▸ **How to complete this task**
Below are some entries. Repeat exactly the lines from the one with "Task: indicate the stone step" through the one with "Task: indicate the person", and only those.
**********
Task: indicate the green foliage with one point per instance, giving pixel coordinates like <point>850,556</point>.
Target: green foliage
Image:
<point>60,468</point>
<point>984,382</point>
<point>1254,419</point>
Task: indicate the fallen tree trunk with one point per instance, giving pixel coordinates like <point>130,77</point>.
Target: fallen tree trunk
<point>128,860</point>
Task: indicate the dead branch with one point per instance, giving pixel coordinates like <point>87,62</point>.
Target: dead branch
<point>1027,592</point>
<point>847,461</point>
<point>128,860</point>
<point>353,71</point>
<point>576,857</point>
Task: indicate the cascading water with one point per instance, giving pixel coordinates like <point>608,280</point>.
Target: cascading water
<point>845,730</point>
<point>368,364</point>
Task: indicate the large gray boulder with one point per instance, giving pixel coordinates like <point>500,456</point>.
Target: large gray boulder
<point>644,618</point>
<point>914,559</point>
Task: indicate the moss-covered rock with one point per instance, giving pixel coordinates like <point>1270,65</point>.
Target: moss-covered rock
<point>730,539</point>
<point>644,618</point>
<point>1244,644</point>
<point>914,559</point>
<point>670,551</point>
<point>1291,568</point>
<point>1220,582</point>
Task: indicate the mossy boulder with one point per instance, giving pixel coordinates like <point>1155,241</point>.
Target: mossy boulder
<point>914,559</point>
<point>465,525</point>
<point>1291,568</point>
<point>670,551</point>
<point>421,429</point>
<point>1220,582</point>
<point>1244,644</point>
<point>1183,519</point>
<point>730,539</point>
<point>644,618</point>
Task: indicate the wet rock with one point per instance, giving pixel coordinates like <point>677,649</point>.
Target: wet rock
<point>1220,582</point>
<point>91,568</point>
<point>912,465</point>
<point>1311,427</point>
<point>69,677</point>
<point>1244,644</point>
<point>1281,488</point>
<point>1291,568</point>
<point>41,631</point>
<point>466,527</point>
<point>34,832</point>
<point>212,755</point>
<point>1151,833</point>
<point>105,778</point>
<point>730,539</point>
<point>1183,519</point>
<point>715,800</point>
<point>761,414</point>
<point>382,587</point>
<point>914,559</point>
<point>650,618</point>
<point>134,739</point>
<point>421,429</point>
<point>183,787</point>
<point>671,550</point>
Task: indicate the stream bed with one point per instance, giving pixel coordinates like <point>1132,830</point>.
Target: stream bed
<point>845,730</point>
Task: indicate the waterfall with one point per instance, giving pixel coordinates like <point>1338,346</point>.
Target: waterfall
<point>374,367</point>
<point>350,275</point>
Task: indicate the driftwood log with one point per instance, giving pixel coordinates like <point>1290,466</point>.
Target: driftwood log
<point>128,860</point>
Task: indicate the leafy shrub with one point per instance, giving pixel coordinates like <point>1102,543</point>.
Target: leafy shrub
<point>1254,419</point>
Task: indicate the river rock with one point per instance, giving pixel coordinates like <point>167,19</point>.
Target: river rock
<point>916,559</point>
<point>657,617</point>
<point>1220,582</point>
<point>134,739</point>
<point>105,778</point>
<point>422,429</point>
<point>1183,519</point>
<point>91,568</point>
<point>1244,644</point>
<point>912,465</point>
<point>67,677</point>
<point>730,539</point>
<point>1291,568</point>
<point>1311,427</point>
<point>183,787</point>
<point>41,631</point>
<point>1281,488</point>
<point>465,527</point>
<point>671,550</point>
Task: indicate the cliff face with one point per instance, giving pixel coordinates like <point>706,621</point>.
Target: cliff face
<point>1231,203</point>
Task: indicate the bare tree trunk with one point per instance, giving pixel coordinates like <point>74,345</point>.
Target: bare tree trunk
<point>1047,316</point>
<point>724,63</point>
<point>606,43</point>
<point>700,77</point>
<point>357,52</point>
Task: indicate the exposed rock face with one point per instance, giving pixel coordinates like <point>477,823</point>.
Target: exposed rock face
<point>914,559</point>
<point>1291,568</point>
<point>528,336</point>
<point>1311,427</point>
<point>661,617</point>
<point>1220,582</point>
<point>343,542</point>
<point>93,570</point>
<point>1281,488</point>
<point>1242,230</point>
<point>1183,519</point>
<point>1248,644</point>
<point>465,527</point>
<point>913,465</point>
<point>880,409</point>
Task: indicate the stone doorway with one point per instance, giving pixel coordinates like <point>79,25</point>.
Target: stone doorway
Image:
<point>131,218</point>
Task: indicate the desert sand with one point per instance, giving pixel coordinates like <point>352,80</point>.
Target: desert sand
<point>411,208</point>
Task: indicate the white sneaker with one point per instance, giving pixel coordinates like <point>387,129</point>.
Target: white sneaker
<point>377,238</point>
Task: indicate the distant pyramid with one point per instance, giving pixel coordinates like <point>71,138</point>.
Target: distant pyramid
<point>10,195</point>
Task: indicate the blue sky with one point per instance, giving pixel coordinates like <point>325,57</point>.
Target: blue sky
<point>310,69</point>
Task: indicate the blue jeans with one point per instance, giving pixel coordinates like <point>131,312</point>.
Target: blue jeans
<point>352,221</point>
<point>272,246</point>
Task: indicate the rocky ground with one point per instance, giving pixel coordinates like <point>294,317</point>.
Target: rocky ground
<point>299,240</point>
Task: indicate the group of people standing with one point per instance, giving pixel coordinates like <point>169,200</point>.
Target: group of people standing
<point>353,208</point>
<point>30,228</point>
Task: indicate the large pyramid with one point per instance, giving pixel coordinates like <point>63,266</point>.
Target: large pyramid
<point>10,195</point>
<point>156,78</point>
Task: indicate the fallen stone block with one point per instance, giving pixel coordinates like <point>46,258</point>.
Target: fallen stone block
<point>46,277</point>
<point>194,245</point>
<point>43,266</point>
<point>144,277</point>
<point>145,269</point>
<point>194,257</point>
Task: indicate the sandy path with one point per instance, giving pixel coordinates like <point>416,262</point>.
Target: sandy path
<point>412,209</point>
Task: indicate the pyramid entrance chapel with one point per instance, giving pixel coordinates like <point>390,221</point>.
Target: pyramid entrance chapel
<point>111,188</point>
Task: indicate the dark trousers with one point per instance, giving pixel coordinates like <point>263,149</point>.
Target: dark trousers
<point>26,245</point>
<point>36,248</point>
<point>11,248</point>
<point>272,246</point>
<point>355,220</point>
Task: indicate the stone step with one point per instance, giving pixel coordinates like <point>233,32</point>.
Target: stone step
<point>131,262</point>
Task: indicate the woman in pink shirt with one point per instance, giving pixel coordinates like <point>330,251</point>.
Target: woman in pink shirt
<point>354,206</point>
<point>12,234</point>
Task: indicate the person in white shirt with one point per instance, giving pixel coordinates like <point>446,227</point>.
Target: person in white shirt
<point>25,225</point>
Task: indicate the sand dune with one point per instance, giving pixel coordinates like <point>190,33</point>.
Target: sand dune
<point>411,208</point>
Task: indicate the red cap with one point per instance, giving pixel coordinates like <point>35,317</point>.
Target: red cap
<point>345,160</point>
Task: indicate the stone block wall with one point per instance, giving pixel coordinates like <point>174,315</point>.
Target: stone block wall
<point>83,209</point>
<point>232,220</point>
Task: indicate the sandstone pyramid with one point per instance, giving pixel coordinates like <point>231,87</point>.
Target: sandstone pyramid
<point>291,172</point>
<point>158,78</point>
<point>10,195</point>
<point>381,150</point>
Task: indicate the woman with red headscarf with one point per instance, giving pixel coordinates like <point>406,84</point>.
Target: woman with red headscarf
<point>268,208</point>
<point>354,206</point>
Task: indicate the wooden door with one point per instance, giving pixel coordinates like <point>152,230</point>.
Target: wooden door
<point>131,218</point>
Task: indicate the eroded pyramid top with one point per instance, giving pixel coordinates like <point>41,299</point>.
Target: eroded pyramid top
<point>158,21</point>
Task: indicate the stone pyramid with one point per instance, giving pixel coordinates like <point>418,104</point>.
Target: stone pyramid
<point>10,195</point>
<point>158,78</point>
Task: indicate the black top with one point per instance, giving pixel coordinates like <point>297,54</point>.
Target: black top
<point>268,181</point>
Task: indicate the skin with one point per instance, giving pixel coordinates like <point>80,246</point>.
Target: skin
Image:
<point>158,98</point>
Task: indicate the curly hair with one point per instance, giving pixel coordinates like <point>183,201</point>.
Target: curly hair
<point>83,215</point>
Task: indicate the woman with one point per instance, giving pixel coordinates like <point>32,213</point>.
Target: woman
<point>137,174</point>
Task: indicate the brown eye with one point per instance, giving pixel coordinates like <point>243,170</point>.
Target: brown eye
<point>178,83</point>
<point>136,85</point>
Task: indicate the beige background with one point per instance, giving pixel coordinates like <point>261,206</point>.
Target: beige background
**********
▸ **Response to the task**
Task: indicate the stone step with one point per instance, giving pixel coordinates like <point>233,32</point>.
Target: stone step
<point>131,262</point>
Task: indicate the woman in pink shirt with one point per instance, giving pixel coordinates like <point>330,251</point>.
Target: woman in pink shirt
<point>354,206</point>
<point>12,234</point>
Task: indicate the person in white shirt with one point per instance, giving pixel coordinates like <point>446,227</point>.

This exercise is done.